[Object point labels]
▼▼▼

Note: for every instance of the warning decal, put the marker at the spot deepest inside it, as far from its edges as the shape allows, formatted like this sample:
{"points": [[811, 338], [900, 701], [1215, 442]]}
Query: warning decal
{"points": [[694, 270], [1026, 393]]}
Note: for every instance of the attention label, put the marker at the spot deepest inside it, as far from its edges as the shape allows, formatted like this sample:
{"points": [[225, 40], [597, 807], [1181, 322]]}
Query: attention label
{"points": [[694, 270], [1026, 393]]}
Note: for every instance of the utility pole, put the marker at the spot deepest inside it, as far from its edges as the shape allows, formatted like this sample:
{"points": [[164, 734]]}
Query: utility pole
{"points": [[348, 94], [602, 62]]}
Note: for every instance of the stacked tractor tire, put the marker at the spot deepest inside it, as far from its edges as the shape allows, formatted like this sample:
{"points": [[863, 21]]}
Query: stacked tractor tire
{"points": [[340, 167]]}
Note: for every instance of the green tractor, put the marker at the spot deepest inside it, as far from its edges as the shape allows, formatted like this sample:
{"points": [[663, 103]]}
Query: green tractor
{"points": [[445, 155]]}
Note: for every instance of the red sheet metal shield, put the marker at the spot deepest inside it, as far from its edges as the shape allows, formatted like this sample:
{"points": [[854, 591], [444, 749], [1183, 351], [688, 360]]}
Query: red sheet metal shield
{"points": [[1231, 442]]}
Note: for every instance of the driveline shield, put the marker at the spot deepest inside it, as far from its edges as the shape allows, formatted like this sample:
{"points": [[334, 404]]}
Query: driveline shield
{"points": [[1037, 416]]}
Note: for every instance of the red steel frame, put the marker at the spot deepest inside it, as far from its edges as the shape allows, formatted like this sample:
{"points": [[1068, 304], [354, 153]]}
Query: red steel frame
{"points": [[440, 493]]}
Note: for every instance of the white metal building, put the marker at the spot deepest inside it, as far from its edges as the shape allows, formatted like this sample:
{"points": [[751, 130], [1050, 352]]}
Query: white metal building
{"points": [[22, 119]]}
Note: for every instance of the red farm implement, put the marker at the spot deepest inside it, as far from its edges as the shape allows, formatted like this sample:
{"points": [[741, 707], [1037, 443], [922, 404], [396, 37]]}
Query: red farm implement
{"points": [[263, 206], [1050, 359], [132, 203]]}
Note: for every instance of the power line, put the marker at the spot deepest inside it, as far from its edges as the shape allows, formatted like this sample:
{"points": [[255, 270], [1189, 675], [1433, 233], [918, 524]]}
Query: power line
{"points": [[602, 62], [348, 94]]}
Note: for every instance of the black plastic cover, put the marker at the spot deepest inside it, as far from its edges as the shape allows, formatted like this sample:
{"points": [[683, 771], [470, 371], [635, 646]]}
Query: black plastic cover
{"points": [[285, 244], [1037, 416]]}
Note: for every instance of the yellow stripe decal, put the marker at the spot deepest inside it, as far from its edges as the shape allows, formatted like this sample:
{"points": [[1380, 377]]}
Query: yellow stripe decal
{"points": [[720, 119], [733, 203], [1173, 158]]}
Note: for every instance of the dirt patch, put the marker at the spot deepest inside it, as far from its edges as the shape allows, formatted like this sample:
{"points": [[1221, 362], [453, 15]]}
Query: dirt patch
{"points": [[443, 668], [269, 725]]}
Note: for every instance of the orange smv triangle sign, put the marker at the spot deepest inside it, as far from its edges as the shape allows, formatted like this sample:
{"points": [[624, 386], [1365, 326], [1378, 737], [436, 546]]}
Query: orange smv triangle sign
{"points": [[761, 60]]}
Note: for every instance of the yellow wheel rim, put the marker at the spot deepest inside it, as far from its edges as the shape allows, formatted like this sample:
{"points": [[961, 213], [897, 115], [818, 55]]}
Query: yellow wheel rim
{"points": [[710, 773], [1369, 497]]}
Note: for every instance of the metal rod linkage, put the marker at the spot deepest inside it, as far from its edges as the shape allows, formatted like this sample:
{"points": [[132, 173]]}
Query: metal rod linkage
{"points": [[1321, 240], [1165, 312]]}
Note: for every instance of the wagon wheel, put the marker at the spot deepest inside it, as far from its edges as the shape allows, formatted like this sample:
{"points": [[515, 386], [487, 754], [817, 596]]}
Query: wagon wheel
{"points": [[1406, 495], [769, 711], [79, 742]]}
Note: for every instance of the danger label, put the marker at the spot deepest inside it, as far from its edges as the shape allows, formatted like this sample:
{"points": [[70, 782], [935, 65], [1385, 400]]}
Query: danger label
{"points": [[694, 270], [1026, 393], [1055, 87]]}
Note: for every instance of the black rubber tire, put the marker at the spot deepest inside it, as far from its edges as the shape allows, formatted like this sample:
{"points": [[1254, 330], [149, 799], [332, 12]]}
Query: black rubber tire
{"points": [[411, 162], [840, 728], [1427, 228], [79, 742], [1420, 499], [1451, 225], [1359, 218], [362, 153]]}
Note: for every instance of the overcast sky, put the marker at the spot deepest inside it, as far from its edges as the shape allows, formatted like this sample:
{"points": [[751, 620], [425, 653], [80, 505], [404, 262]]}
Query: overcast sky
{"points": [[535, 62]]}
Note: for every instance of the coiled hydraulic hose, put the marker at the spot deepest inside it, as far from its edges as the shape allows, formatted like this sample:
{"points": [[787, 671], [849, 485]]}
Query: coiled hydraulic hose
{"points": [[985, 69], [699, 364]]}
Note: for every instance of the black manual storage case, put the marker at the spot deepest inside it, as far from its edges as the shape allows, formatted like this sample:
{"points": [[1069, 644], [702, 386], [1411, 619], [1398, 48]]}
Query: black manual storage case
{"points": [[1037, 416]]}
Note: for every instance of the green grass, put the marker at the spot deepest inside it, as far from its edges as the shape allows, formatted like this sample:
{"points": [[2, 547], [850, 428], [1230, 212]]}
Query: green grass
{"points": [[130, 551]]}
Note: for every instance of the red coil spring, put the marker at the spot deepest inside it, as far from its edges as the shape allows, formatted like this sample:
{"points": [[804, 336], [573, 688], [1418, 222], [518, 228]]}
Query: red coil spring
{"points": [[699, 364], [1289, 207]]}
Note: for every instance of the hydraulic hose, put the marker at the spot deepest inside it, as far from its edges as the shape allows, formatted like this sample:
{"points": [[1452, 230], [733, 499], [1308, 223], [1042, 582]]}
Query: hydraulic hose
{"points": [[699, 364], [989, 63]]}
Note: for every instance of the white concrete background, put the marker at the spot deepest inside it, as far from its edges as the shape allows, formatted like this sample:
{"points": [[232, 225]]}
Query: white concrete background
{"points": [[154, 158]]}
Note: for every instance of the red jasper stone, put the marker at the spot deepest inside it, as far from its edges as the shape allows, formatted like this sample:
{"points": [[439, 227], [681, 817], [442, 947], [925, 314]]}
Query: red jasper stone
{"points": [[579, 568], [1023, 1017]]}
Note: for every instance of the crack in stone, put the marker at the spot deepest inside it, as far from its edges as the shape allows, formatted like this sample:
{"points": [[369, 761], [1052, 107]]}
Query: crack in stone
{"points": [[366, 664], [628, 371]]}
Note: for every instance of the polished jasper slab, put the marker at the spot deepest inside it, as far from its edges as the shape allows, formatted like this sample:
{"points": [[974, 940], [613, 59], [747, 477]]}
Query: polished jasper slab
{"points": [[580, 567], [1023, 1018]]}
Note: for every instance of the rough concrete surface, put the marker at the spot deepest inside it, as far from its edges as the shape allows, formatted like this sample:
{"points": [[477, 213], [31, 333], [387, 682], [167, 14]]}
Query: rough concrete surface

▲▲▲

Exercise instructions:
Each line from the one containing "Note: for every instance of the hydraulic" to the end of the listing above should be copied exactly, and nothing else.

Response to this task:
Note: for every instance of the hydraulic hose, put the marker at the spot deepest inside it, as far from its edges as the shape allows, formatted like this sample:
{"points": [[1452, 230], [733, 499], [1308, 223], [1042, 582]]}
Query: hydraulic hose
{"points": [[699, 364], [989, 63]]}
Note: for every instance of the white concrete background, put the marker at the spot deepest inside it, as far from its edges as the shape allows, formatted like this sample:
{"points": [[232, 225]]}
Query: white concrete background
{"points": [[154, 158]]}
Note: for every instance of the red jasper stone, put the marker at the spot deepest inside it, as far from its edges as the shape allows, formatted like this sample:
{"points": [[439, 227], [681, 817], [442, 947], [925, 314]]}
Query: red jasper stone
{"points": [[579, 568], [1023, 1017]]}
Note: for every instance of the crack in stone, put the marker at the spot deepest inside it, as far from its edges as the shape allows, formatted like this sample:
{"points": [[369, 761], [1052, 107]]}
Query: crack in stone
{"points": [[366, 664], [628, 371]]}
Note: for every instance of the polished jasper slab, put the marker at the spot deepest inside it, as far from its edges as the shape allows, formatted like this sample:
{"points": [[974, 940], [613, 59], [747, 477]]}
Query: polished jasper slab
{"points": [[580, 567], [1023, 1018]]}
Note: for every instance of the rough concrete surface, put the marker at the spot deepest inside it, as far from its edges as the shape allows, formatted like this sample:
{"points": [[477, 213], [31, 333], [387, 682], [167, 14]]}
Query: rough concrete surface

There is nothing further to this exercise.